Trecho da página =
● ● ● ●

O problema é maior em grupos que são liderados por idosos. “Existe uma dificuldade com agremiações que não têm muita experiência com computador e tudo é feito pela internet. E eles não permitem que as associações representem as agremiações sabendo que muitas delas são lideradas por senhores que não tem familiaridade com internet”. Além disso, uma aparente desorganização no sistema de inscrições está preocupando os grupos quanto ao recebimento do benefício: “O representante de um grupo não estava conseguindo se inscrever, mandou e-mail, ligou, foi até à Prefeitura para pegar informação e descobriu que o grupo já estava inscrito, sendo que o responsável era ele”. 

Outros critérios do edital como o veto do benefício à agremiações que tenham como representante alguém com vínculo empregatício com entidades da administração pública ou empresas privadas, e ainda, os que definem o valor a ser recebido têm intrigado a classe. “Aqueles que participaram do concurso (oficial do Carnaval da cidade) receberão 50% da subvenção, os que não participaram e só fizeram alguma apresentação vão receber o valor baseado no último cachê recebido, então alguns grupos receberão valores bem inferiores e outros valores maiores. É como se fosse: ‘olhe, a gente pelo menos tá fazendo alguma coisa, aceite do jeito que está’”. 

O AME foi anunciado no início de fevereiro como uma medida emergencial para minimizar os impactos financeiros, causados pela não realização do Carnaval em 2021, entre os trabalhadores da folia. O plano é destinado à agremiações e artistas, sediados na capital pernambucana, que se apresentaram no ciclo carnavalesco de 2020 e visa o repasse de cerca de R$ 4 milhões para cerca de 160 agremiações e 900 atrações artísticas. 

Em resposta ao LeiaJá, confira o que diz a gestão:

Durante todo o período de inscrições, está funcionando um atendimento presencial no térreo do prédio sede da Prefeitura do Recife, para pessoas com deficiência ou que não puderem realizar a solicitação pelo site. Apesar do agravamento da pandemia em todo o país, que exigiu dos poderes públicos medidas de controle sanitário mais severas, entre elas o rodízio de servidores e a restrição do acesso ao público à sede da Prefeitura do Recife, implementadas esta semana, o atendimento presencial para as inscrições do AME foi preservado, devido à importância e urgência do serviço prestado.

Em respeito aos protocolos sanitários, o acesso do público é limitado e precisa ser agendado pelos telefones: (81) 3355-8582 e (81) 3355-9013, também disponíveis, de segunda a sexta, das 9h às 17h, para esclarecimento de dúvidas. A Prefeitura do Recife disponibiliza ainda o e-mail para prestar informações. O cadastro deve ser feito por um representante de cada atração/agremiação que se apresentou no Carnaval 2020. No caso das agremiações carnavalescas que, obrigatoriamente, farão sua inscrição através do próprio CNPJ, o seu representante será, automaticamente, o seu responsável legal.

Uma mesma atração/agremiação não pode ter dois representantes, assim como um mesmo CNPJ ou CPF não poderá ser informado para representar mais de uma agremiação/atração. Em caso de duplicidade ou desencontro de informações, as agremiações/artistas envolvidos são contactados para esclarecimentos.

● ● ● ●

[Registros de dados coletados]
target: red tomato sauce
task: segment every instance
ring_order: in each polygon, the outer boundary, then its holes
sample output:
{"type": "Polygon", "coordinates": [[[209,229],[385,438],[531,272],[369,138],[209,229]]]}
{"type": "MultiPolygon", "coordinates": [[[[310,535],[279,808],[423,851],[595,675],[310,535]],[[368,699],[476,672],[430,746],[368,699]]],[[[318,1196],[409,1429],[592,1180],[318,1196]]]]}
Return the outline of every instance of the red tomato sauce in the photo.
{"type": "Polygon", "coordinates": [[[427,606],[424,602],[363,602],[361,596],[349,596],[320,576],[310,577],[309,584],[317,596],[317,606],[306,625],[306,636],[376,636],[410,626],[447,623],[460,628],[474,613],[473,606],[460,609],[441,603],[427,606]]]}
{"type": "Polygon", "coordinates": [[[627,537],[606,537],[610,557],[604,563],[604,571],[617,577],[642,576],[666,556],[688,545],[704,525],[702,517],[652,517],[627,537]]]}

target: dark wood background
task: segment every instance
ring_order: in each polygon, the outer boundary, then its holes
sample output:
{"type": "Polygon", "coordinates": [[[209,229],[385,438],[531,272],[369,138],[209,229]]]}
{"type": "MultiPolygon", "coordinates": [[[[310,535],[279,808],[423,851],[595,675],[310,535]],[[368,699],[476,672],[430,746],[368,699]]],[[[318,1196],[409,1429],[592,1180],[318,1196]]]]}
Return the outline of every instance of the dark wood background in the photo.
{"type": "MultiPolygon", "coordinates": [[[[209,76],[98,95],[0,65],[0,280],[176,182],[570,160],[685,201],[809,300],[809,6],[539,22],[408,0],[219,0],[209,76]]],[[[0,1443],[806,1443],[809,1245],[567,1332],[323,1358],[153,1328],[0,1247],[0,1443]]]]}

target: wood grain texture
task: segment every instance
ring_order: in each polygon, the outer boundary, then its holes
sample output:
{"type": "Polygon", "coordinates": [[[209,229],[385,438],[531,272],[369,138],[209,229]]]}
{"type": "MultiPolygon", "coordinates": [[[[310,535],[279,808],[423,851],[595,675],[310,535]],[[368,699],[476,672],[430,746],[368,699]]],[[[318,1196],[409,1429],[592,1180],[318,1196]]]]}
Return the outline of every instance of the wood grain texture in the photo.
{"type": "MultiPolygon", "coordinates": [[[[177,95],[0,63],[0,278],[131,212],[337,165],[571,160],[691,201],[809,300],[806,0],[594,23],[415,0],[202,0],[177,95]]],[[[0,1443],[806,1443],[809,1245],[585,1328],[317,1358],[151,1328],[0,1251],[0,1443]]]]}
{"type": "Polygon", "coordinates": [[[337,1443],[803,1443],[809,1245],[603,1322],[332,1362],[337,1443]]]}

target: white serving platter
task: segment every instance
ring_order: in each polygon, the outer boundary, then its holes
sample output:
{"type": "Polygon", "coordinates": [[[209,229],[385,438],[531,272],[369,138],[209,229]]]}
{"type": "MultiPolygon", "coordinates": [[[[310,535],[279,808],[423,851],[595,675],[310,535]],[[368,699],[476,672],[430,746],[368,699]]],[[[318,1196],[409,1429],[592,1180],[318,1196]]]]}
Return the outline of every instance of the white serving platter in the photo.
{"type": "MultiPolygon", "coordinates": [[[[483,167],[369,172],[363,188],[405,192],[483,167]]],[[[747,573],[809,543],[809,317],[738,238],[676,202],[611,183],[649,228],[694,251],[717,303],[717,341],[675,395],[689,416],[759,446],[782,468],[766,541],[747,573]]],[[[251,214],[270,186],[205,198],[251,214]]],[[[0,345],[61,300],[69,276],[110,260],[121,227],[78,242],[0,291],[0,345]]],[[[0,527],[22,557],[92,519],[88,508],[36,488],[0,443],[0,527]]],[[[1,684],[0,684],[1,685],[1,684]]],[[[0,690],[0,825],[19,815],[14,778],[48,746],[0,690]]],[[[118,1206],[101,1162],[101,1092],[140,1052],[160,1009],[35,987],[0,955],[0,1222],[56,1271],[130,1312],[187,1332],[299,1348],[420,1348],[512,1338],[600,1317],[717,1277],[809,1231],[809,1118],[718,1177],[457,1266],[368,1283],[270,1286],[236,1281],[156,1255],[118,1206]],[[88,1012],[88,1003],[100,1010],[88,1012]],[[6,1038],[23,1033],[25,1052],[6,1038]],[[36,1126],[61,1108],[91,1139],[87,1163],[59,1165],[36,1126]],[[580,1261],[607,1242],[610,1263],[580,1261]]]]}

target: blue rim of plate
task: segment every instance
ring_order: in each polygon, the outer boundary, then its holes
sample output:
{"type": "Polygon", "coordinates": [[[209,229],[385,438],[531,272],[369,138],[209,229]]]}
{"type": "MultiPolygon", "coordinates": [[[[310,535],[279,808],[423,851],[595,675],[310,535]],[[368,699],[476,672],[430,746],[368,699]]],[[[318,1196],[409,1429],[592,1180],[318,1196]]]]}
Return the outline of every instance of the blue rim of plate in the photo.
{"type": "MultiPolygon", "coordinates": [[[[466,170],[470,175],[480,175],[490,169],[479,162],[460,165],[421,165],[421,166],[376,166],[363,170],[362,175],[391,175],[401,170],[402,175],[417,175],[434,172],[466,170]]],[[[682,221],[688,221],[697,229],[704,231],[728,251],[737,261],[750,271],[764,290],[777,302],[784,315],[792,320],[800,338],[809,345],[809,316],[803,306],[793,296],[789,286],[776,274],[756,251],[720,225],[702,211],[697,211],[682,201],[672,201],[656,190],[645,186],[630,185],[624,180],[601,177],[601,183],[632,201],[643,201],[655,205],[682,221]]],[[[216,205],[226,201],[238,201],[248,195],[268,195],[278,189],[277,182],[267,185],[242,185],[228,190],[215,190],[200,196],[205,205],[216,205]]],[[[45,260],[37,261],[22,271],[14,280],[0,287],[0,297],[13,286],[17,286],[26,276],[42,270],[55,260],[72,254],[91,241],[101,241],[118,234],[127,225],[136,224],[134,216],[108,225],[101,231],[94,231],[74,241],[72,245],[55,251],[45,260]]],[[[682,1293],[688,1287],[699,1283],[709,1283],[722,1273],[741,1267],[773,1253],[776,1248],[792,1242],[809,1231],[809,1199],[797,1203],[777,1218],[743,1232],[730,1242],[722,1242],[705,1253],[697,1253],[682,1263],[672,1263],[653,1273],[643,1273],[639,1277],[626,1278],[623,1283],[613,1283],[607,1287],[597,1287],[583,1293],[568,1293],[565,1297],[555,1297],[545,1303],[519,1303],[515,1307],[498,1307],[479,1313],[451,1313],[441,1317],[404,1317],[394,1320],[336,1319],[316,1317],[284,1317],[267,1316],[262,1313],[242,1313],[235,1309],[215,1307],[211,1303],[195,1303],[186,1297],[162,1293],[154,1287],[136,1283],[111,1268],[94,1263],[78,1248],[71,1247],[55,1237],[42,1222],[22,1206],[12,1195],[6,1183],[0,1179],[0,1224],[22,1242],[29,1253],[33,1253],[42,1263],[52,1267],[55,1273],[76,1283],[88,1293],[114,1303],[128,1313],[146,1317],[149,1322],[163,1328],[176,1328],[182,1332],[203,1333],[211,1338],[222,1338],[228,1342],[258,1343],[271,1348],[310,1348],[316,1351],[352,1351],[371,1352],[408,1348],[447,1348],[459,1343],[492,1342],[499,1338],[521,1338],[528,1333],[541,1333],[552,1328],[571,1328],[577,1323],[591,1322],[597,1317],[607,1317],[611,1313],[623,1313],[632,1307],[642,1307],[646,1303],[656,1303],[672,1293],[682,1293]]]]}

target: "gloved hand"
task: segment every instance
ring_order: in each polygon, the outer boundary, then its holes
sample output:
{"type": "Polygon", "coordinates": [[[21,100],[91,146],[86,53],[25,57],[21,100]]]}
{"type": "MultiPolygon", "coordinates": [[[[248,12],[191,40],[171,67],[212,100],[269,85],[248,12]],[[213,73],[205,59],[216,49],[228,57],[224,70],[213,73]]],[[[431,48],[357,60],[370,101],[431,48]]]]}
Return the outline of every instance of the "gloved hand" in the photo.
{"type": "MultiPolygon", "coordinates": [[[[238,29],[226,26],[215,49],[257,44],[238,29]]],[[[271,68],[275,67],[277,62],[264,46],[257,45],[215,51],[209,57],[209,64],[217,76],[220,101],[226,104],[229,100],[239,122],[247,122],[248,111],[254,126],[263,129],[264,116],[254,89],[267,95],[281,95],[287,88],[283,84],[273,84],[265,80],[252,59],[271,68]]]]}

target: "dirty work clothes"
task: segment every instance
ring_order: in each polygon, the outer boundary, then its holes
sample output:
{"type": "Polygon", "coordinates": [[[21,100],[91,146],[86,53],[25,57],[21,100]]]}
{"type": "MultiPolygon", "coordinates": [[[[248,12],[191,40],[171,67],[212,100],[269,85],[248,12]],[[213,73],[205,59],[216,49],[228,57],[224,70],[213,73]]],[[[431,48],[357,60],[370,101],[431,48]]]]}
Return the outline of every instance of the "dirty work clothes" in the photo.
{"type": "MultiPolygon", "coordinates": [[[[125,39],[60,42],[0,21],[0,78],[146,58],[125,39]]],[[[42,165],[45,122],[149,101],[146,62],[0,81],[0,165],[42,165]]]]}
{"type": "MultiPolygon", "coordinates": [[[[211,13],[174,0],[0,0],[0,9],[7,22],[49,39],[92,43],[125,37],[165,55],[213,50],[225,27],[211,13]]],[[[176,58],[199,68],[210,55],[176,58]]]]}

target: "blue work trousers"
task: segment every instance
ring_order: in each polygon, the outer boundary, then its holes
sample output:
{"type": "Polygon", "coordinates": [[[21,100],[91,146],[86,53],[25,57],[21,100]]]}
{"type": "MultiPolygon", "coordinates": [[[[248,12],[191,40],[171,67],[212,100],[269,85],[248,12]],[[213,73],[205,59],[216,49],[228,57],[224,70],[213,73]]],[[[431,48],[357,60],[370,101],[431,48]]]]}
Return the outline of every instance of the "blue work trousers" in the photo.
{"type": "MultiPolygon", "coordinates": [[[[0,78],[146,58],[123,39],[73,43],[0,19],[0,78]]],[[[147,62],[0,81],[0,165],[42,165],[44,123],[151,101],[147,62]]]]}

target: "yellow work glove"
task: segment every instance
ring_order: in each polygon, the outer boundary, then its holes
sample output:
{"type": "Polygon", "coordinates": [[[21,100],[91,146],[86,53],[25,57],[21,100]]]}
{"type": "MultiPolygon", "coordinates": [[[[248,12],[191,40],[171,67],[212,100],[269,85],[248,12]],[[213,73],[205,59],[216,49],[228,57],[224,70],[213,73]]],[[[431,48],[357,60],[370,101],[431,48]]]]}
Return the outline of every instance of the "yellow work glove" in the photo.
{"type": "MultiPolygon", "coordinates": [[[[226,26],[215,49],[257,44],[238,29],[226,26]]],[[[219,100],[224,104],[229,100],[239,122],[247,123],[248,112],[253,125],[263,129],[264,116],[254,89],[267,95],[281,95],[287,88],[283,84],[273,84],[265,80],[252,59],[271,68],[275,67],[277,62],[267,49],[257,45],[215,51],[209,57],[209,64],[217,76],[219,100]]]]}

● ● ● ●

Transcreva, do texto sobre o auxílio às agremiações do Carnaval do Recife, a passagem entre "Em respeito aos" e "seu responsável legal.", inclusive.

Resultado a seguir =
Em respeito aos protocolos sanitários, o acesso do público é limitado e precisa ser agendado pelos telefones: (81) 3355-8582 e (81) 3355-9013, também disponíveis, de segunda a sexta, das 9h às 17h, para esclarecimento de dúvidas. A Prefeitura do Recife disponibiliza ainda o e-mail para prestar informações. O cadastro deve ser feito por um representante de cada atração/agremiação que se apresentou no Carnaval 2020. No caso das agremiações carnavalescas que, obrigatoriamente, farão sua inscrição através do próprio CNPJ, o seu representante será, automaticamente, o seu responsável legal.